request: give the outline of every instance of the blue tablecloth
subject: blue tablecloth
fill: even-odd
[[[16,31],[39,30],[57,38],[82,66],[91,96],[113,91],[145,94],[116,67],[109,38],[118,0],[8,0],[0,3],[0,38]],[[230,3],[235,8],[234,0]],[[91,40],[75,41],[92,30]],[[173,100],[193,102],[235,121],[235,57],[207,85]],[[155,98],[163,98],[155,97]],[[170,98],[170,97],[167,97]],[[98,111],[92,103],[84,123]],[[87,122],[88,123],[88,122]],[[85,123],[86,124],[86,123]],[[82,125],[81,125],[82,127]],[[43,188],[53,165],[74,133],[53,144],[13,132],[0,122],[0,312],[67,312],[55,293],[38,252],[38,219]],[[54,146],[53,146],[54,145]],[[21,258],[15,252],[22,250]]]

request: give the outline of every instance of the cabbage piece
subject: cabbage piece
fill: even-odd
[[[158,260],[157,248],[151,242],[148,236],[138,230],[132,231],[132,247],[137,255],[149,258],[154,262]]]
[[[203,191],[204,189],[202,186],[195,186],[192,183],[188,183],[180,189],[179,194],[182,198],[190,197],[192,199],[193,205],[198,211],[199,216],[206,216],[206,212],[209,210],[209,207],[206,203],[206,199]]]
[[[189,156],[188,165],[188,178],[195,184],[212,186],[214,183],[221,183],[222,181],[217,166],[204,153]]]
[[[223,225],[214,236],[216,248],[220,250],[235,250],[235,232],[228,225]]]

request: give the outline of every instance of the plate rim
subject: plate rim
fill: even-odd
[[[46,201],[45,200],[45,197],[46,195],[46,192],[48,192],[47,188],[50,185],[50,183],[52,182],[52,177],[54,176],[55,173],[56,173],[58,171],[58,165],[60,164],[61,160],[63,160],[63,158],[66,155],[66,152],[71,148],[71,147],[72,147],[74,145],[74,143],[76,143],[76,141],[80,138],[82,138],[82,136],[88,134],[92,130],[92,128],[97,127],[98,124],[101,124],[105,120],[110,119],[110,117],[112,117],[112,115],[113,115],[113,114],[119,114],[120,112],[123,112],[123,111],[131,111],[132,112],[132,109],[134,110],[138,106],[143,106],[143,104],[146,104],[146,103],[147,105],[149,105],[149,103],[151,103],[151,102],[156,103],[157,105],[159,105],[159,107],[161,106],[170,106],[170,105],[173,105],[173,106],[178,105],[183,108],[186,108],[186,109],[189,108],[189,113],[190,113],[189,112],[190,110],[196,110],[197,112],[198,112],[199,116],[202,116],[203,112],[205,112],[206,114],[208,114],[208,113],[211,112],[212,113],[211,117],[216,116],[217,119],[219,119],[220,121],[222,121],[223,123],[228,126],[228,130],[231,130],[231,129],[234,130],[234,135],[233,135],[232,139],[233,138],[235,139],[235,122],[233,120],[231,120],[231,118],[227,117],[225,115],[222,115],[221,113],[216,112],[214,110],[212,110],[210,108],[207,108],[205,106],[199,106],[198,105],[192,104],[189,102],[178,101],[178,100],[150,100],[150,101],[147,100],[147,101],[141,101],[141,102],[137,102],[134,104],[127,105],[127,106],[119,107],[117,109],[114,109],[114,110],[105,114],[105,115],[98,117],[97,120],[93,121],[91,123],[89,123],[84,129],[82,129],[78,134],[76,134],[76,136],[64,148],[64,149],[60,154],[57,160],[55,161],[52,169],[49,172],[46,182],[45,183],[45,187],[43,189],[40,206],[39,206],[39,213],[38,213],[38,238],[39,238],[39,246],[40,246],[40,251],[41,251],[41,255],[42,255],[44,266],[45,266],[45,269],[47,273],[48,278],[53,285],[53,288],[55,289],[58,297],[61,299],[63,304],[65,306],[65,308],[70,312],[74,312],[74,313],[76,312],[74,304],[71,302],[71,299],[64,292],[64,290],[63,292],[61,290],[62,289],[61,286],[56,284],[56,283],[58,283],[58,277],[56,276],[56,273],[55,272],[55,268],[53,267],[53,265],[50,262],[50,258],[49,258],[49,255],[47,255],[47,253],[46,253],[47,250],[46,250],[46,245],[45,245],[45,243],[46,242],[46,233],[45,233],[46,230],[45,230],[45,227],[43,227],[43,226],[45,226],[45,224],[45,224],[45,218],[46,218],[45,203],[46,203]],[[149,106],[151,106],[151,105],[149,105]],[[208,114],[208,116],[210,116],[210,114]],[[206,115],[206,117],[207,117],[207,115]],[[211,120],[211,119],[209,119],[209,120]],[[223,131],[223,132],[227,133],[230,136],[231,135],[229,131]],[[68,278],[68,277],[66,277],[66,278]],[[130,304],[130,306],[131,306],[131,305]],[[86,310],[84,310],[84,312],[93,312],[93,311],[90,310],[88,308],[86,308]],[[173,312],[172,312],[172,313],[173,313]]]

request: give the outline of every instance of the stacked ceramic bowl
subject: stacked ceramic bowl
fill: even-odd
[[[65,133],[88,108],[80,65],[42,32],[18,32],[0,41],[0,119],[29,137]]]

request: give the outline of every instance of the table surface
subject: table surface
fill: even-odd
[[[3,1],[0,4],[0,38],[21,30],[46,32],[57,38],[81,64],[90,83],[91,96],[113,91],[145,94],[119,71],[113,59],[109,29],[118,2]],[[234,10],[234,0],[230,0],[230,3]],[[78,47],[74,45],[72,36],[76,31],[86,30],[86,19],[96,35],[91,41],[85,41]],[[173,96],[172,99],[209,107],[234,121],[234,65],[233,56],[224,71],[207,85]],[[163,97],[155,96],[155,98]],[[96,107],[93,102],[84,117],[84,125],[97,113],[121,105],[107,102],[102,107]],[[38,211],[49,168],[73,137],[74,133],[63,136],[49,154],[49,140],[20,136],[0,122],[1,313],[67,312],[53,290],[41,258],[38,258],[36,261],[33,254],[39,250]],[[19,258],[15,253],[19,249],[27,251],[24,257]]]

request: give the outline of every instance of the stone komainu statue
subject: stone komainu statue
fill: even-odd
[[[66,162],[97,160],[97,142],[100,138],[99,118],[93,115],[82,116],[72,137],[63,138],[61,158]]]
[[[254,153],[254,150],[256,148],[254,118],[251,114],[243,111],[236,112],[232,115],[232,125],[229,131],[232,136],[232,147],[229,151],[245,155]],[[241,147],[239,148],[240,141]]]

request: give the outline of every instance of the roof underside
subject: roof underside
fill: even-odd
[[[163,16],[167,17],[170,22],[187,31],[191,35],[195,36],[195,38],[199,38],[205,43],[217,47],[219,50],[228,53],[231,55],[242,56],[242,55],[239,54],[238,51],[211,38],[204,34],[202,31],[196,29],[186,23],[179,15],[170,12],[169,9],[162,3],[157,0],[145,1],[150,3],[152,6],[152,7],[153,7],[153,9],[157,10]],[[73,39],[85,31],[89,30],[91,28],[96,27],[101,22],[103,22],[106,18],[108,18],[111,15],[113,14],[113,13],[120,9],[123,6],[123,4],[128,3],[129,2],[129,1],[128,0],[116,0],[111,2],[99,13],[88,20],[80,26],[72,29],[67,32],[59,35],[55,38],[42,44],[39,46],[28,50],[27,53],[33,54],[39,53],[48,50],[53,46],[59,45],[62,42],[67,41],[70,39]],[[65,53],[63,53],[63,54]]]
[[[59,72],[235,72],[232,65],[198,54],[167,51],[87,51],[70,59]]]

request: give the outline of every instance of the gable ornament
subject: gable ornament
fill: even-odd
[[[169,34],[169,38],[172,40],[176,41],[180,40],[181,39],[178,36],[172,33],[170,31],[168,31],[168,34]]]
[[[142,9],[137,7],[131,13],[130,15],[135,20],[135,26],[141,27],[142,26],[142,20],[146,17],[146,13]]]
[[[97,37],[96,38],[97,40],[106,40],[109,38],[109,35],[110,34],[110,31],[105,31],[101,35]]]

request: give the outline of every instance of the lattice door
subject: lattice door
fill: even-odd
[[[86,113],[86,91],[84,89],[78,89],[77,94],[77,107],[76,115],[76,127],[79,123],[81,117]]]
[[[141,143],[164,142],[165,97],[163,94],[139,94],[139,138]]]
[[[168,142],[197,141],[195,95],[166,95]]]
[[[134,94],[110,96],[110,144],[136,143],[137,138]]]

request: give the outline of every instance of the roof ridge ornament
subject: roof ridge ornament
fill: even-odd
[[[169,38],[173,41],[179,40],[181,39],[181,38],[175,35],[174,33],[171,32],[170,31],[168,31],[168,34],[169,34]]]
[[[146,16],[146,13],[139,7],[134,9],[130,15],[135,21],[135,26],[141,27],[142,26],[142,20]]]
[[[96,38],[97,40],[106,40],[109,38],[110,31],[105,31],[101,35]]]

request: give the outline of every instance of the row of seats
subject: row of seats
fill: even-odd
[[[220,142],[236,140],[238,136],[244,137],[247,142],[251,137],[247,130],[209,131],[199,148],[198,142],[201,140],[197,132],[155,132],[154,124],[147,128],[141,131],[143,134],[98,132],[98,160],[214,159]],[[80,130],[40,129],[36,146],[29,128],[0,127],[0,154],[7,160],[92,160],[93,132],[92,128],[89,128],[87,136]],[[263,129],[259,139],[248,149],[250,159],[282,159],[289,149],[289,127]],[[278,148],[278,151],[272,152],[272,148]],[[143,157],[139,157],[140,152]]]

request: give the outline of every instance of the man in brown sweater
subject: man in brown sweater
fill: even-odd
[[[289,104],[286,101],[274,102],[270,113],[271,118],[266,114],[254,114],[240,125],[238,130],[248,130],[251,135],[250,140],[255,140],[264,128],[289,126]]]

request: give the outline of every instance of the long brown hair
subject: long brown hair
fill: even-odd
== == ==
#### Challenge
Express the entries from the line with "request: give the outline of every instance of the table" to the line with "[[[59,72],[235,72],[232,65],[198,54],[167,51],[87,51],[70,59]]]" as a two-column CSV with the headers request and outline, one row per entry. Put each entry's text and its answer in one quoted field each, and turn every line break into a space.

#### Written solution
request,outline
"request: give the outline of every instance of the table surface subject: table surface fill: even-odd","[[[3,1],[0,4],[0,38],[21,30],[46,32],[57,38],[81,64],[90,83],[91,96],[113,91],[145,94],[119,71],[113,59],[109,29],[118,2]],[[234,10],[234,0],[230,0],[230,3]],[[78,47],[74,45],[72,36],[76,31],[86,30],[86,19],[96,35],[91,41],[85,41]],[[173,96],[172,99],[209,107],[234,121],[234,65],[233,56],[224,71],[207,85]],[[163,97],[155,96],[155,98]],[[96,107],[93,102],[84,117],[84,125],[97,113],[121,105],[107,102],[102,107]],[[38,211],[49,168],[73,137],[74,133],[63,136],[49,154],[49,140],[20,136],[0,122],[1,313],[67,312],[53,290],[41,258],[38,258],[36,261],[33,254],[39,250]],[[19,258],[15,253],[19,249],[27,251],[24,257]]]"
"request: give the outline of every instance of the stone komainu statue subject: stone komainu statue fill: even-odd","[[[66,162],[97,160],[97,142],[100,138],[99,118],[93,115],[82,116],[72,137],[63,138],[61,158]]] [[[254,153],[254,150],[256,148],[254,118],[251,114],[243,111],[236,112],[232,115],[232,125],[229,131],[232,136],[232,147],[229,151],[245,155]],[[241,147],[239,148],[240,141]]]"
"request: give the outline of every instance of the roof underside subject: roof underside fill: even-odd","[[[163,16],[167,17],[170,22],[187,31],[191,35],[195,36],[195,38],[199,38],[205,43],[217,47],[219,50],[228,53],[231,55],[242,56],[242,55],[239,54],[238,51],[211,38],[204,34],[202,31],[196,29],[186,23],[179,15],[170,12],[169,9],[162,3],[157,0],[145,1],[150,3],[152,6],[152,7],[153,7],[153,9],[157,10]],[[73,39],[85,31],[89,30],[91,28],[96,27],[101,22],[103,22],[106,18],[108,18],[111,15],[113,14],[113,13],[120,9],[123,6],[123,4],[128,3],[129,2],[129,1],[128,0],[116,0],[111,2],[99,13],[88,20],[80,26],[72,29],[67,32],[59,35],[55,38],[42,44],[39,46],[28,50],[27,53],[33,54],[39,53],[48,50],[53,46],[59,45],[62,42],[67,41],[70,39]],[[65,53],[63,53],[63,54]]] [[[59,72],[235,72],[232,65],[198,54],[167,51],[87,51],[70,59]]]"